La folle croissance du terminus – Carnet de voyage
Pendant seize jours, le train a mené Nicolas Jolivot de ville en ville, sur 2000 kilomètres de Pékin à Harbin. Le train allait encore plus au nord, à Heihe, ville terminus en pleine croissance, prise par les glaces du fleuve Amour qui marque la frontière entre la Chine et la Russie, à l’extrême nord de la Mandchourie.
Pendant ma promenade au bord du fleuve Amour appelé Heilong (le Dragon Noir) par les Chinois, je ne vois que neige à perte de vue hormis la ligne couleur de rouille de la forêt russe sur l’autre rive. Broyé par le froid, je rejoins tôt cet après-midi le centre-ville de Heihe. Les vingt degrés sous zéro ont brisé net mon envie de folâtrer dans la campagne entre les bouleaux. J’aspire maintenant à me réchauffer en mangeant une omelette fumante aux tomates et boire un petit remontant.

La ville approche, elle déroule le long du Dragon Noir sous mes pieds gelés une promenade dallée chaque jour balayée, elle multiplie jusqu’à l’horizon les mêmes rampes de balustrades en grès sculpté, dispose régulièrement une esplanade, une statue allégorique, un panorama sur la banquise, un fier perré sur la berge. Des enfants jouent à cache-cache avec des ours, l’ensemble est une sculpture en bronze grandeur nature.
La ville de Heihe est pareille au bambou, elle semble pousser à vue d’œil et s’étend sans se contraindre, arrosée par le dynamisme économique chinois. Des quartiers entiers sont construits en banlieue par anticipation pour loger une prochaine vague d’exode rural.
Les architectes dessinent à la chaîne des dômes et des coupoles, dressent des colonnes, des chapiteaux et des pilastres sur tous les hauts bâtiments neufs, inventent une Histoire avec des parpaings en donnant à la ville des airs de Saint-Petersbourg.
Les urbanistes tracent des avenues larges comme le fleuve. Heureuse initiative pour l’avenir tant le nombre de véhicules motorisés semble doubler chaque jour. Les habitants quadrillent les façades de néons multicolores afin de vivre chaque soir dans une ambiance de fête du Nouvel an sur la plaine vide et blanche.

La ville de Heihe se dresse sans résistance et bombe le torse au-dessus de l’Amour comme une sirène de proue. Le navire est une Chine hautaine. Ses cheminées poussent vite, fabriquent des nuages en série. Ses bâtiments géants scintillent, rutilent sans concurrents dans cette vaste province figée l’hiver puis recouverte de maïs pendant les trois mois d’été.

━━━━

Énoncé du problème:
Remplacez « urbanistes » par « ingénieurs » dans le carnet de voyage sur Heihe, puis réécrivez-en le passage en commençant par « Les urbanistes tracent » et jusqu'à « trois mois d’été. ».

Extrait de données:

━━━━

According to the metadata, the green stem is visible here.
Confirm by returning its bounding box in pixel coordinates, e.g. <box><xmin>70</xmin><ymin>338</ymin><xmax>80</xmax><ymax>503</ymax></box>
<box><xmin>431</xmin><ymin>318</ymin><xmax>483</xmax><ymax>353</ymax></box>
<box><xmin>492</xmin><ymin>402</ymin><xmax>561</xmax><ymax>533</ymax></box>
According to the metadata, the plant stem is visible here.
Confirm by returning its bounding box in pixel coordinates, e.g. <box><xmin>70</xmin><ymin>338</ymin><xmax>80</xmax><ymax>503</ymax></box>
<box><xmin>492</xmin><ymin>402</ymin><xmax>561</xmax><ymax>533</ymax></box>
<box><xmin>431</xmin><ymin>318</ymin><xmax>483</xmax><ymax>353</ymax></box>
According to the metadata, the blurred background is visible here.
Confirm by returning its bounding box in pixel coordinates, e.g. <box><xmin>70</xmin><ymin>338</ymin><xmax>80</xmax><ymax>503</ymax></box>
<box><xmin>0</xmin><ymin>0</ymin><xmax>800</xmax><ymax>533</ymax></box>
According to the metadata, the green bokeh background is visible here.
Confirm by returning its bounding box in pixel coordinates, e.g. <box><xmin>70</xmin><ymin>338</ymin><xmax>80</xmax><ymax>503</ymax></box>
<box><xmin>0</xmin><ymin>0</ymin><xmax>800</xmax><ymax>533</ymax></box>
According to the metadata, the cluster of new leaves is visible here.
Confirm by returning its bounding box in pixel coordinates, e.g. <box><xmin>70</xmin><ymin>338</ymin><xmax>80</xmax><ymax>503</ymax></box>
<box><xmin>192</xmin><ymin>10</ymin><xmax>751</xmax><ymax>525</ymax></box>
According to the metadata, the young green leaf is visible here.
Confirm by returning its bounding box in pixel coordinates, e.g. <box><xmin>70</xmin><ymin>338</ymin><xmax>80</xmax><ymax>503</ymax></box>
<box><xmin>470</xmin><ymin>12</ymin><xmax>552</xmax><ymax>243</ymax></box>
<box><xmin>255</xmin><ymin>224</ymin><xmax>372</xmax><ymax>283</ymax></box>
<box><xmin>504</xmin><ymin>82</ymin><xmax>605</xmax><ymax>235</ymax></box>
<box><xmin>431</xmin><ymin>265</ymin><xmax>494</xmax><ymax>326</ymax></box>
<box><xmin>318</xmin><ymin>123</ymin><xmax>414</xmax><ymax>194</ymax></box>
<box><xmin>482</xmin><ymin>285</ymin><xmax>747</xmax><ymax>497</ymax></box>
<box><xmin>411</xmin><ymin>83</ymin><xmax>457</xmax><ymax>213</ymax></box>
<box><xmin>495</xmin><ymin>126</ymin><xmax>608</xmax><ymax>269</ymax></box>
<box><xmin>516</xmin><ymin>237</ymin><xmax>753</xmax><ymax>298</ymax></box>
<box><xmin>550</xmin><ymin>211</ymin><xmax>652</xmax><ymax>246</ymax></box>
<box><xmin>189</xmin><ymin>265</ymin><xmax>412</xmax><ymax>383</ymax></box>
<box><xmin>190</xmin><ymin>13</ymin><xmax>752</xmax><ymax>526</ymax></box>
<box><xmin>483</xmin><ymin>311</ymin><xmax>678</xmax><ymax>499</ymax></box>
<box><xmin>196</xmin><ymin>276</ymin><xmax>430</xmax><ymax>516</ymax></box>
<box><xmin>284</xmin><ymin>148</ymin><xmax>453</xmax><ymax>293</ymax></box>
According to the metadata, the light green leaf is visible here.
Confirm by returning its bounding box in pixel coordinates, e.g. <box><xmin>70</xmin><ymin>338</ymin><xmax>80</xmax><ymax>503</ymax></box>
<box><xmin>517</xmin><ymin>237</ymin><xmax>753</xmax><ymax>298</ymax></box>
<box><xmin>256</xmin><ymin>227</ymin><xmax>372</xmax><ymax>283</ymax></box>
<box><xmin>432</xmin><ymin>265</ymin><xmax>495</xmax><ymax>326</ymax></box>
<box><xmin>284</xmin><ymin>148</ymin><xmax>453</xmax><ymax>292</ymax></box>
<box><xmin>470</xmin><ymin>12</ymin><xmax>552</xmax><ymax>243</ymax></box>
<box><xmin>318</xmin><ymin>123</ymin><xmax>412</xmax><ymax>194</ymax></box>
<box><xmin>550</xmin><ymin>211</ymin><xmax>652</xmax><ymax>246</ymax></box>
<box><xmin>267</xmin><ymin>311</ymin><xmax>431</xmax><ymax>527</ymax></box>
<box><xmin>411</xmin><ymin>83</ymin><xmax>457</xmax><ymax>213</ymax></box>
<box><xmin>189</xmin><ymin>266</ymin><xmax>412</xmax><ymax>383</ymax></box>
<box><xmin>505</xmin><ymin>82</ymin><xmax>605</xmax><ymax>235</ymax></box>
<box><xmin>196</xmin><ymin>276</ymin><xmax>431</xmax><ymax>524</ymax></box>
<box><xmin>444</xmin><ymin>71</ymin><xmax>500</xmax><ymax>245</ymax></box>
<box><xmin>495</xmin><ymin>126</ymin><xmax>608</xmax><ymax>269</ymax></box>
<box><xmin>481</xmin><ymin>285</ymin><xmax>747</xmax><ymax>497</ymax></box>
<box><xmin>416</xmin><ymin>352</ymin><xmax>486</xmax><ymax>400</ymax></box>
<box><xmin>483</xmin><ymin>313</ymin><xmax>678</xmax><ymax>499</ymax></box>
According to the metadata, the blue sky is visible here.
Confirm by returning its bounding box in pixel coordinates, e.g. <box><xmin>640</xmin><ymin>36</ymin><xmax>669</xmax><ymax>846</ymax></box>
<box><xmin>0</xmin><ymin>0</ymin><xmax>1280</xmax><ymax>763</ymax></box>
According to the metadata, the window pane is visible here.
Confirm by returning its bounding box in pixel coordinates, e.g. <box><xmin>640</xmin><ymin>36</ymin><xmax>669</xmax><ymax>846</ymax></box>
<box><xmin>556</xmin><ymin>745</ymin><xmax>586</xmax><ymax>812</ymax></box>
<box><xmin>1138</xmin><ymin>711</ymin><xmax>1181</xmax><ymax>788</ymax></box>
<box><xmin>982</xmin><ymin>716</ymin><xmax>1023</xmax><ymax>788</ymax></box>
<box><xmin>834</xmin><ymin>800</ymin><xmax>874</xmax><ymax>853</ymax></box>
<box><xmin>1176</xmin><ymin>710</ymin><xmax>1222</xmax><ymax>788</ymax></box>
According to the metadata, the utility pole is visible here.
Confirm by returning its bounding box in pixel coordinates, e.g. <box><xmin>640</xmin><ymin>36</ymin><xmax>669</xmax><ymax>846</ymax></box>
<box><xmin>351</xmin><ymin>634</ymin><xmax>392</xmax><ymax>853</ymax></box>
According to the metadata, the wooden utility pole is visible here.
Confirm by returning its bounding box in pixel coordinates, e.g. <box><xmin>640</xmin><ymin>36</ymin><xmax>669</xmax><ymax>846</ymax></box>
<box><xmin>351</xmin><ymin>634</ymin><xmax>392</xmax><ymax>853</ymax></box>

━━━━

Exercice corrigé:
Les ingénieurs tracent des avenues larges comme le fleuve. Heureuse initiative pour l’avenir tant le nombre de véhicules motorisés semble doubler chaque jour. Les habitants quadrillent les façades de néons multicolores afin de vivre chaque soir dans une ambiance de fête du Nouvel an sur la plaine vide et blanche.

La ville de Heihe se dresse sans résistance et bombe le torse au-dessus de l’Amour comme une sirène de proue. Le navire est une Chine hautaine. Ses cheminées poussent vite, fabriquent des nuages en série. Ses bâtiments géants scintillent, rutilent sans concurrents dans cette vaste province figée l’hiver puis recouverte de maïs pendant les trois mois d’été.